> _USING THE INFORMATION_:
**1)** Who plays the therapist in the article on the Louie episode "So Old/Playdate"?
**2)** Extend the article on the Louie episode "So Old/Playdate" by writing what comes after its final sentence.

- Episode no.: Season 1 Episode 4
- Directed by: Louis C.K.
- Written by: Louis C.K.
- Cinematography by: Paul Koestner
- Editing by: Louis C.K.
- Production code: XCK01003
- Original release date: July 13, 2010
- Running time: 22 minutes

Guest appearances
- Pamela Adlon as Pamela; Bobby Cannavale as Chris; Elizabeth Hower as Trisha; David Patrick Kelly as Therapist;

Episode chronology
| ← Previous "Dr. Ben/Nick" | Next → "Travel Day/South" |
- Louie (season 1)

= So Old/Playdate =

"So Old/Playdate" is the fourth episode of the first season of the American comedy-drama television series Louie. The episode was written and directed by Louis C.K., who also serves as the lead actor. It was released on FX on July 13, 2010.

The series follows Louie, a fictionalized version of C.K., a comedian and newly divorced father raising his two daughters in New York City. In the episode, Louie faces a dilemma regarding his age, and meets a woman at a PTA meeting. Throughout the episode, Louie's sessions with his therapist quickly delve into confusion.

According to Nielsen Media Research, the episode was seen by an estimated 0.622 million household viewers. The episode received extremely positive reviews from critics, who praised the humor, absurdist tone and emotional weight.

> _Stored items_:
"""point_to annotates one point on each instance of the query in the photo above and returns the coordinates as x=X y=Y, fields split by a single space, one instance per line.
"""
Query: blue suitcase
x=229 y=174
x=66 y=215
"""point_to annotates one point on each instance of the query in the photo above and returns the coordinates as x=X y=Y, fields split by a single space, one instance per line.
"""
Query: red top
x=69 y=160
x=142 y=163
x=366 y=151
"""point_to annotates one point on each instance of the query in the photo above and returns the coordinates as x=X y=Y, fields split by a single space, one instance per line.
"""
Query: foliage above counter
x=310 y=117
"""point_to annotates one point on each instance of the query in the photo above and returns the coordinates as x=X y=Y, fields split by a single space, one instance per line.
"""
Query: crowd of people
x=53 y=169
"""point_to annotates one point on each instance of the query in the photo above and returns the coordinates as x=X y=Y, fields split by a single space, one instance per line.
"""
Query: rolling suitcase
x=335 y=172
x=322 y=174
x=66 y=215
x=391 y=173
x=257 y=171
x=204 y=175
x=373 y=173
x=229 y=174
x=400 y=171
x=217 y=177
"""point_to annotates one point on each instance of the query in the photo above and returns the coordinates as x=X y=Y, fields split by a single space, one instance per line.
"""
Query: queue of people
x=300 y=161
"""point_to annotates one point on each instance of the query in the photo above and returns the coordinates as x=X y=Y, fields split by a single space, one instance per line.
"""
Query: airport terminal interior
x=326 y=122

> _TASK RESPONSES_:
**1)** David Patrick Kelly

**2)**
==Plot==
At the Comedy Cellar, Louie (Louis C.K. is approached by a woman named Trisha (Elizabeth Hower) who liked his performance, which addressed sex drive. Trisha, who states she is 26 years old, admits to being attracted to older men. Trisha compliments Louie, but is not interested in starting a relationship with him, also revealing that she is accompanied by another man. Later, Louie has sex with Trisha, stating many facts to highlight that he is old. She leaves his apartment, not intending to call him back ever again.

Louie attends a PTA meeting at his kids' school. The point of the meeting is to discuss a "fatigue problem", something that Louie does not understand. He meets a parent, Pamela (Pamela Adlon), and both set up for a meeting at his apartment, while their kids are on a playdate. Louie talks about his divorce, but decides not to ask Pamela about hers. Pamela compliments Louie as a great father, comparing that Louie's father wasn't around for him. They then exchange their darkest fantasies about their children; Pamela often fantasized about hitting her child, while Louie says that he often thinks of killing himself on Jane's 18th birthday as he feels he is no longer her father. Pamela laughs at his confession and then leaves with her son.

Throughout the episode, Louis converses with his therapist (David Patrick Kelly). The therapist offers weird suggestions to Louie, such as indicating that sex kills a woman and that he has no friends because he is "fat". Later, while Louie opens up about a fear, the therapist questions if he ever thought that a dead person could get an erection, once again confusing Louie.

==Production==
===Development===
The episode was written and directed by series creator and lead actor Louis C.K., marking his fourth writing and directing credit for the series.

==Reception==
===Viewers===
In its original American broadcast, "So Old/Playdate" was seen by an estimated 0.622 million household viewers. This was a 14% decrease in viewership from the previous episode, which was watched by 0.718 million viewers.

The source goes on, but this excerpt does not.